[Opening Document passage section]

Illustrations by Felix Pawlyn
The 2010s saw various pillars of global liberal democracy being swept away by a wave of international populism.
America and Britain both fell prey to populist slogans appealing to emotion rather than logic, galvanizing voters to Take Back Control and Make America Great Again, orchestrating a crescendo of nationalistic chauvinism. If history tells us anything, it’s that populism is symptomatic of our political system suffering from an underlying disease.
If the root cause of populism’s support is left untreated, as it was in Ancient Greece and Rome, the illness is all but certain to be terminal for its democratic host.
Take the political establishment of Ancient Rome. They failed to address the root cause of populist politicians’ (populares) support and instead chose to meet them with violence. The murder of the populist Gracchi brothers by the Roman establishment and the subsequent executions of thousands of their followers marked the beginning of a of century of fratricidal blood as intensifying violence culminated in brutal civil wars. When elections began to be won through military intimidation, democracy was pronounced dead, signalling Rome’s transition from democracy to totalitarianism.
Although we are far from Rome’s darkest moments, we are already seeing the embryonic beginnings of such factional violence in our own society. The rising militancy of far-right extremists such as the Proud Boys, countered by the violence of Antifa on the left, suggests the existence of a similar political cancer on both sides of the ideological spectrum that is only treatable by addressing the root cause of the discontent. In our times, the populist disease stems from the unrest resulting from inequality.

[Closing Document passage section]

_Task statement_
Reproduce the passage on populism word for word, starting with "Illustrations by Felix" and going on through "its democratic host.".

[Opening Data extract section]

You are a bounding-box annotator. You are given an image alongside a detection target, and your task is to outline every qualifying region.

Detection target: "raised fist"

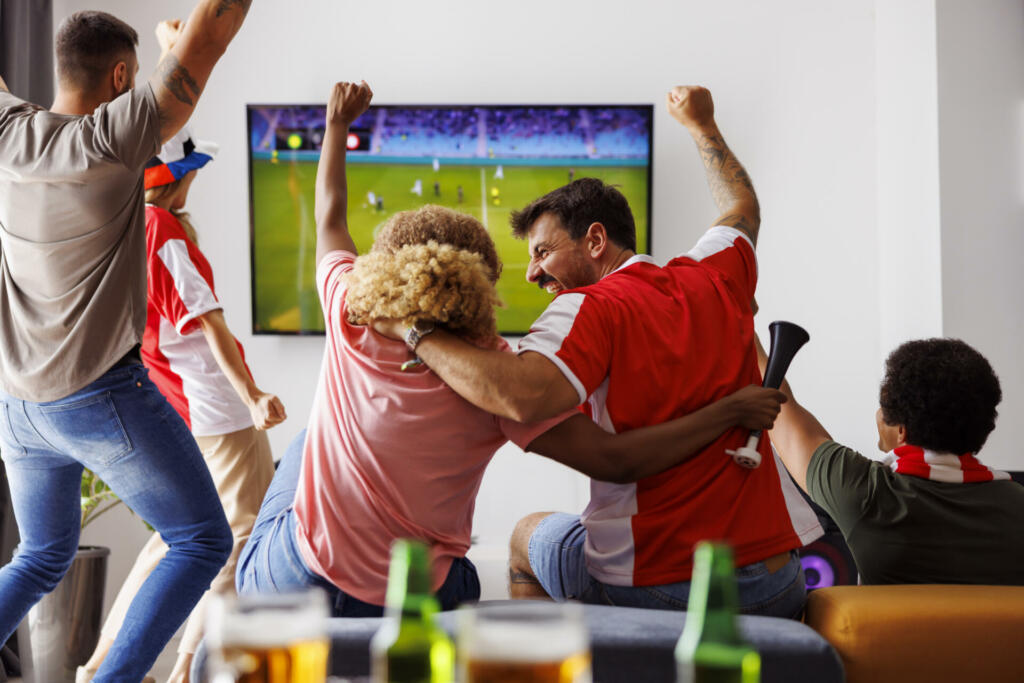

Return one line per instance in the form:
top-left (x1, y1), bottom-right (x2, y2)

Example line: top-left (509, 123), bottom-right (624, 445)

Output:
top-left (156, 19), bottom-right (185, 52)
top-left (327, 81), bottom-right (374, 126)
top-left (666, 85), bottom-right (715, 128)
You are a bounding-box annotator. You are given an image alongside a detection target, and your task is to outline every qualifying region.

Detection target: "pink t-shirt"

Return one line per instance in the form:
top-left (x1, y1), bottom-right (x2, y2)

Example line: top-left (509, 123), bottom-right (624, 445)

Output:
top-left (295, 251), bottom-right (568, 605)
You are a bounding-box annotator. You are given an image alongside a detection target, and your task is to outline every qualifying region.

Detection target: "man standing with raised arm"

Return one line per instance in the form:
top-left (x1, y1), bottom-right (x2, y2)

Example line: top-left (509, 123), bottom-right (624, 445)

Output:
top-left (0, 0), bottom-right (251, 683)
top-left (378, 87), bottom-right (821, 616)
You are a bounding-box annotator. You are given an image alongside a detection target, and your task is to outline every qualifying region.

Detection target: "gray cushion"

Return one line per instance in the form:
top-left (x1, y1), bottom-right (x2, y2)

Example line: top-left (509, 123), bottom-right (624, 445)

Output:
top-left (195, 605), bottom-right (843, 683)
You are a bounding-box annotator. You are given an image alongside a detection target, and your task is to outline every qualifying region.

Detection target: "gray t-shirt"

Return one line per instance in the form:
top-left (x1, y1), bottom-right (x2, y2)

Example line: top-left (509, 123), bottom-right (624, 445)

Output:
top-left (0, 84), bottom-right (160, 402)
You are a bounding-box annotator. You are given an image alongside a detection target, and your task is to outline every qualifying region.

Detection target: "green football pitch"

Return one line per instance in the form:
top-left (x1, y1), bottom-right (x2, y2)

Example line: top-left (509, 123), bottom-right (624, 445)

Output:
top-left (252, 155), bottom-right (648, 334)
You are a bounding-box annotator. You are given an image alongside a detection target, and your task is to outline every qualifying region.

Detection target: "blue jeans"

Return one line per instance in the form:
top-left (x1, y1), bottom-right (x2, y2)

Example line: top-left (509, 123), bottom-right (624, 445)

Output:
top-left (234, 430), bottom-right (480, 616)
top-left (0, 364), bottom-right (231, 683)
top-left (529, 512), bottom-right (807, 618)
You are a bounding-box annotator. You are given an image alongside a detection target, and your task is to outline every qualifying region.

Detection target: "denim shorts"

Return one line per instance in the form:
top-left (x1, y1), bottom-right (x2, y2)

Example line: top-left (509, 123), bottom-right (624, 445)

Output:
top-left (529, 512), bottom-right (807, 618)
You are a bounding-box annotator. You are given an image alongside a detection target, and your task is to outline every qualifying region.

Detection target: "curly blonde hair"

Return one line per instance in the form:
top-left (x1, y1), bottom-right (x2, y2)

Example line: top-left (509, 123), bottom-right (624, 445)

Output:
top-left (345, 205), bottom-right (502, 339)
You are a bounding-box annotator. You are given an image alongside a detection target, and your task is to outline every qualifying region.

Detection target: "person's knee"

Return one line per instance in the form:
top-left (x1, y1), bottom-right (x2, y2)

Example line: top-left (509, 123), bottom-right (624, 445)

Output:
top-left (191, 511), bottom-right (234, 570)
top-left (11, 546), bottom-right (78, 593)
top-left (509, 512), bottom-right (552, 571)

[Closing Data extract section]

_Reply to the exercise_
Illustrations by Felix Pawlyn
The 2010s saw various pillars of global liberal democracy being swept away by a wave of international populism.
America and Britain both fell prey to populist slogans appealing to emotion rather than logic, galvanizing voters to Take Back Control and Make America Great Again, orchestrating a crescendo of nationalistic chauvinism. If history tells us anything, it’s that populism is symptomatic of our political system suffering from an underlying disease.
If the root cause of populism’s support is left untreated, as it was in Ancient Greece and Rome, the illness is all but certain to be terminal for its democratic host.